== Exercise ==
Update the entries starting with the line with "the snow in" and going on through the line with "[(293, 93)]", putting "example" wherever "sample" appears and changing nothing else.

== Information given ==
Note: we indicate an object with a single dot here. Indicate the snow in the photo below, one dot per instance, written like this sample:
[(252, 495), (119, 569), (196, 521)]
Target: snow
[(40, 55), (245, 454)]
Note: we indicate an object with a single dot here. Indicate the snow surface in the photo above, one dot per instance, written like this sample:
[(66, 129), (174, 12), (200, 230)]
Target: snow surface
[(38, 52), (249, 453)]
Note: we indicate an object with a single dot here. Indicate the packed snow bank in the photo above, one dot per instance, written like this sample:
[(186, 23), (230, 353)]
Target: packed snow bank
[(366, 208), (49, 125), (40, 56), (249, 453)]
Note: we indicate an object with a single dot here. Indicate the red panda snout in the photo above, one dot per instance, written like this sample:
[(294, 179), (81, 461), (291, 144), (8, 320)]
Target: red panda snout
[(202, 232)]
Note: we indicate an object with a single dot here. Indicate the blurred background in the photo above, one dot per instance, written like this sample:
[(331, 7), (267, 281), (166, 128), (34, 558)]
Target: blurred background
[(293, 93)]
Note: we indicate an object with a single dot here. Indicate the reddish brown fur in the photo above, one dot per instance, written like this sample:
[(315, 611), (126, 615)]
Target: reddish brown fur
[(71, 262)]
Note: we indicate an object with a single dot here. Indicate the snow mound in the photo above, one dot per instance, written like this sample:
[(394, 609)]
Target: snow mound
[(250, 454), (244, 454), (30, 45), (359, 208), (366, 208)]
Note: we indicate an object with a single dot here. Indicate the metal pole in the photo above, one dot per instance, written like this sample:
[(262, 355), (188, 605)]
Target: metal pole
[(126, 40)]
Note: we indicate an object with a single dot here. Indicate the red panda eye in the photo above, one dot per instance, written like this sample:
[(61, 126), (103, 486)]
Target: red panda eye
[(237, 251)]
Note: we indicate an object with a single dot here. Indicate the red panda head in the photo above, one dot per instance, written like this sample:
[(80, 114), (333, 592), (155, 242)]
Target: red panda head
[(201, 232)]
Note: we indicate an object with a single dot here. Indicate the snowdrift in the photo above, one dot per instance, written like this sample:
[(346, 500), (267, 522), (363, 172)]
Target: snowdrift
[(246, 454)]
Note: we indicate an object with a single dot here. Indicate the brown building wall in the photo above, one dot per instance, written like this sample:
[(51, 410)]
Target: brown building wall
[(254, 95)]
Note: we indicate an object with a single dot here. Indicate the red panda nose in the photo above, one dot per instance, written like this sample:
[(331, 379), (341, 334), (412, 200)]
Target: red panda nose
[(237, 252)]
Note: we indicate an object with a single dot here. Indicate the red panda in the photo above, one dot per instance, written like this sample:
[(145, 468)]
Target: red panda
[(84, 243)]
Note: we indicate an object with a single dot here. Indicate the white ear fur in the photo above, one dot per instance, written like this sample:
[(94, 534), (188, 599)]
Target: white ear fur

--

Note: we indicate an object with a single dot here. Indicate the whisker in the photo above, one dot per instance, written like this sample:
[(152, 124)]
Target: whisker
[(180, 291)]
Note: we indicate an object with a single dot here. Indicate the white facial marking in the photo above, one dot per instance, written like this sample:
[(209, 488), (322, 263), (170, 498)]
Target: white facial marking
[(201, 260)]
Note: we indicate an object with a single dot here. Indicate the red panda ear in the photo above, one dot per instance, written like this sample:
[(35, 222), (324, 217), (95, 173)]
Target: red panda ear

---

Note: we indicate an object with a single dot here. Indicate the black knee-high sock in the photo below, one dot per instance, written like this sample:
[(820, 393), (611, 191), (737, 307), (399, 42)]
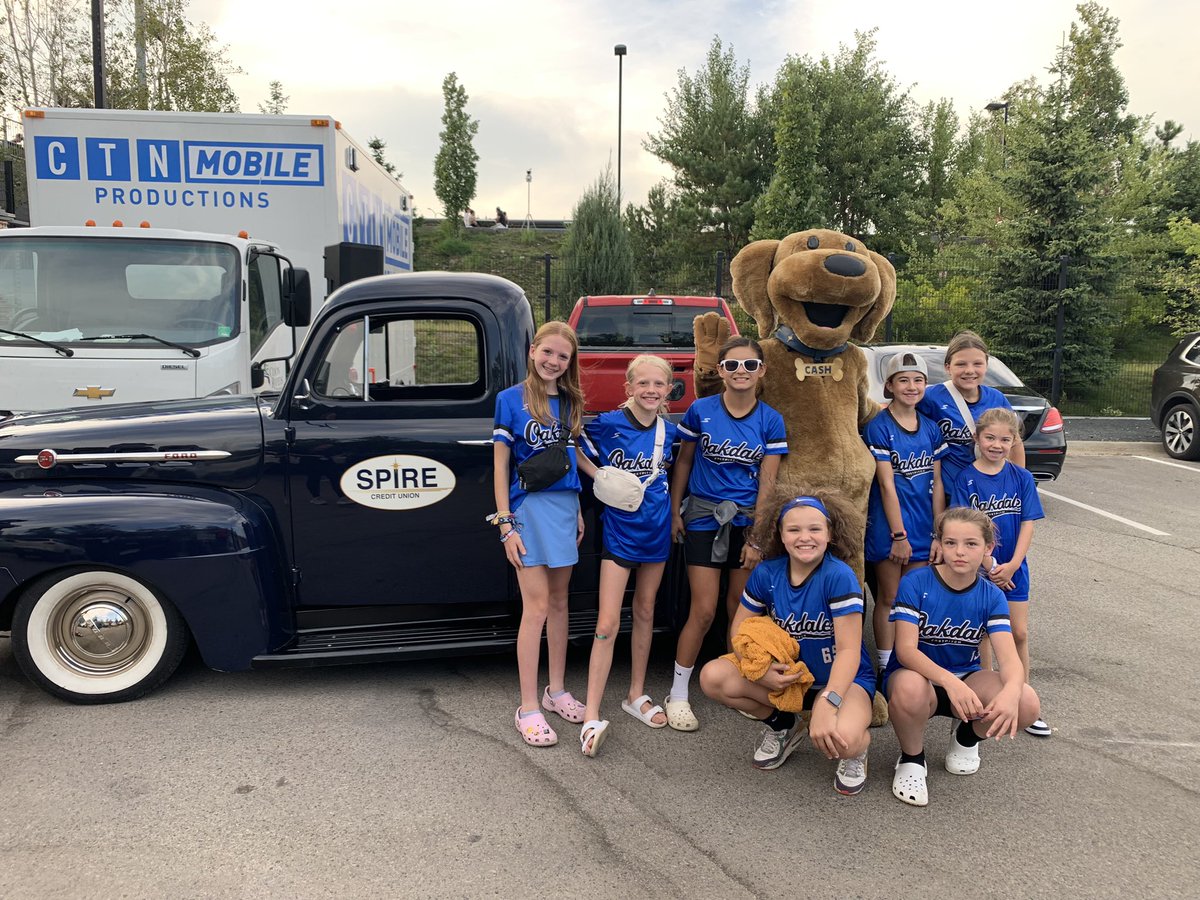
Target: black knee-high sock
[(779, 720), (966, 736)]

== Solution to this problem ==
Note: we indicate an object with a single dot here. Indicate the snow in the photo below, one dot per instance, written like this example:
[(252, 495), (119, 569), (196, 521)]
Target: snow
[(40, 55), (245, 454)]
Note: we indicate an object with a single dot here. Indicate the snow surface in the photo above, one dot per instance, written like this example:
[(66, 129), (174, 12), (200, 230)]
Target: snow surface
[(38, 52), (249, 453)]
Note: we indicate an object with a single dot here. Indicate the packed snow bank in the photo above, one dot per instance, written like this example:
[(186, 23), (230, 353)]
Target: packed snow bank
[(366, 208), (49, 125), (40, 56), (249, 453)]
Note: we indicate an object with a single dot here. Indicate the red panda snout in the photo above, one dot per instance, written like this example:
[(294, 179), (81, 461), (291, 144), (8, 320)]
Target: red panda snout
[(202, 232)]
Note: we indicate an object with a single dot here. Indicate the blurred background in the photo above, one dot per instance, written like this example:
[(331, 7), (267, 281), (166, 128), (34, 558)]
Target: blurred background
[(293, 93)]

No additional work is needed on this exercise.